Purpose of the Study:

  • To investigate the impact of surface charge (type, density, position) and crosslinking density on the cellular uptake of SCNPs in MCF-7 breast cancer cells.
  • To determine optimal SCNP design parameters for improved cancer cell drug delivery.
  • To provide insights for the rational design of safer and more effective SCNP-based drug delivery systems.

Main Methods:

  • Preparation of a library of SCNPs with varied charge types (neutral, anionic, cationic, zwitterionic), charge densities, and charge positions.
  • Evaluation of cellular uptake efficiency of SCNPs in MCF-7 breast cancer cells using flow cytometry or microscopy.
  • Systematic variation of crosslinking densities to assess their influence on SCNP cellular localization.

Main Results:

  • Cationic SCNPs demonstrated superior cellular translocation compared to neutral, anionic, and zwitterionic SCNPs.
  • Cellular uptake increased with charge density up to 15 mol%, but excessive positive charge (20 mol%) caused membrane adhesion and cell death.

§ Records
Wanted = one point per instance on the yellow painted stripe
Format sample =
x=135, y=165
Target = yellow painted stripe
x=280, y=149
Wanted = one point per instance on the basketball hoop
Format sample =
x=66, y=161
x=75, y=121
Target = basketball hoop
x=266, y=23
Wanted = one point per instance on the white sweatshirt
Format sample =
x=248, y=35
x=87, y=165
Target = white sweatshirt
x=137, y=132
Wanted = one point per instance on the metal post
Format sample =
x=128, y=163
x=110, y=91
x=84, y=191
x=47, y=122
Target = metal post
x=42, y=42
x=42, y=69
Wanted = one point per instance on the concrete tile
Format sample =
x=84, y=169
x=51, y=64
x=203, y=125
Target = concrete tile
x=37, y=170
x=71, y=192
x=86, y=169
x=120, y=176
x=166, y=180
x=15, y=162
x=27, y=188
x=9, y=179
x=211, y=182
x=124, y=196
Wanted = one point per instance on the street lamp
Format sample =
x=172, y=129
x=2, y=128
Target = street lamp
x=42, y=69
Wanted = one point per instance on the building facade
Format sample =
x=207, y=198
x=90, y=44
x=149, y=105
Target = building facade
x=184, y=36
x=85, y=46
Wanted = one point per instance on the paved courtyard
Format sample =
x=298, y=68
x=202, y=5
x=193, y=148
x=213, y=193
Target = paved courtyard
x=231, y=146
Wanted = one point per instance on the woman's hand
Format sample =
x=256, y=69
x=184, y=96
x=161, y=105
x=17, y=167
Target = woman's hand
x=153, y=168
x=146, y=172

§ Assignment
Reproduce a portion of the study summary word for word, beginning at the words "Purpose of the" and stopping after the words "cytometry or microscopy.".

§ Exercise response
Purpose of the Study:

  • To investigate the impact of surface charge (type, density, position) and crosslinking density on the cellular uptake of SCNPs in MCF-7 breast cancer cells.
  • To determine optimal SCNP design parameters for improved cancer cell drug delivery.
  • To provide insights for the rational design of safer and more effective SCNP-based drug delivery systems.

Main Methods:

  • Preparation of a library of SCNPs with varied charge types (neutral, anionic, cationic, zwitterionic), charge densities, and charge positions.
  • Evaluation of cellular uptake efficiency of SCNPs in MCF-7 breast cancer cells using flow cytometry or microscopy.